Task:
Copy out the material below word for word, starting with the line that contains "Target: scooter stem" and continuing through the end of the material.

Excerpts from a point labeling dataset:
+ + + + +
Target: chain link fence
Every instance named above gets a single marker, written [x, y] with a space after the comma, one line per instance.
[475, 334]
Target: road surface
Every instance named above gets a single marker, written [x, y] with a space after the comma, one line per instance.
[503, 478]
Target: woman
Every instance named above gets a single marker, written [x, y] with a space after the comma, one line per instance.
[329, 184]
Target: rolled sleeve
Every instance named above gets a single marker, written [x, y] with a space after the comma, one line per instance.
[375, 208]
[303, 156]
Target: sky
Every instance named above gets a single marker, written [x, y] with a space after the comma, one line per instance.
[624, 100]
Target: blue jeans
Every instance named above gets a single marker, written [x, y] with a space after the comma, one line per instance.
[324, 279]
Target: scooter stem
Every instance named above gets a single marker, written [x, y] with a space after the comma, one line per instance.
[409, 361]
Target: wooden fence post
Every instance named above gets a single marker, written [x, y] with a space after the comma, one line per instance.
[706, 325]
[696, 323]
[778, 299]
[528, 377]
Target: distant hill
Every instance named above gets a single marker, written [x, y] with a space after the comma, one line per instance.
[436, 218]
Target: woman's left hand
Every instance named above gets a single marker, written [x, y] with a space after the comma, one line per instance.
+ + + + +
Final result:
Target: scooter stem
Every instance named above gets a single marker, written [x, y] with a space after the comma, one line per instance.
[409, 361]
Target: wooden fence post
Every instance named above gets a single marker, written [x, y] with a space after the comma, one line per instance.
[706, 325]
[696, 323]
[778, 299]
[528, 377]
Target: distant hill
Every instance named above gets a single marker, written [x, y] with a space after the comma, one line per instance.
[436, 218]
Target: woman's left hand
Every instance named above gets a single marker, written [x, y] with a space after the comma, one line per instance.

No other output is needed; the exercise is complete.